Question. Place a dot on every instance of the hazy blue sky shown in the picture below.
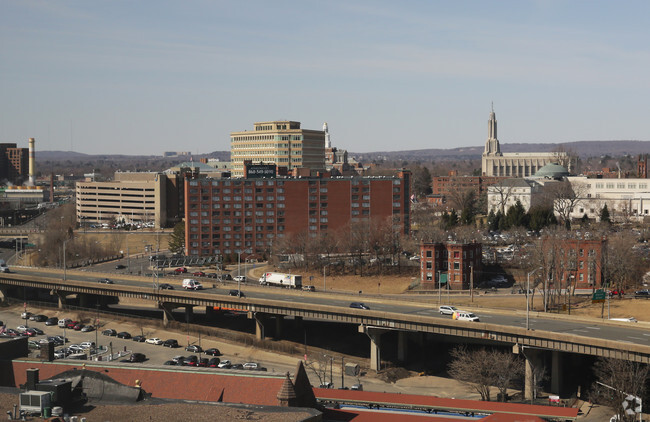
(143, 77)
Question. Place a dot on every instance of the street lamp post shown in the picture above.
(527, 300)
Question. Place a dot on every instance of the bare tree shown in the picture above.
(483, 368)
(618, 379)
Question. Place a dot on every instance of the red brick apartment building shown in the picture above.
(225, 216)
(575, 262)
(459, 262)
(14, 163)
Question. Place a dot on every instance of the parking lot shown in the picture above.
(123, 348)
○ ○ ○ ○ ○
Task brief:
The response should consist only of the lines from the one containing "Question. Place a dot on every instance of the bare" to the end of the material above, both included.

Solution to the exercise:
Question. Place a dot on every instance of the bare tree shown in the picture above.
(483, 368)
(618, 379)
Question. Place a dot on every instance of the red brick apartment building shown in the picture above.
(225, 216)
(575, 262)
(459, 262)
(14, 163)
Question. Place a dot on every instance of the parking lot shown in the picture above.
(123, 348)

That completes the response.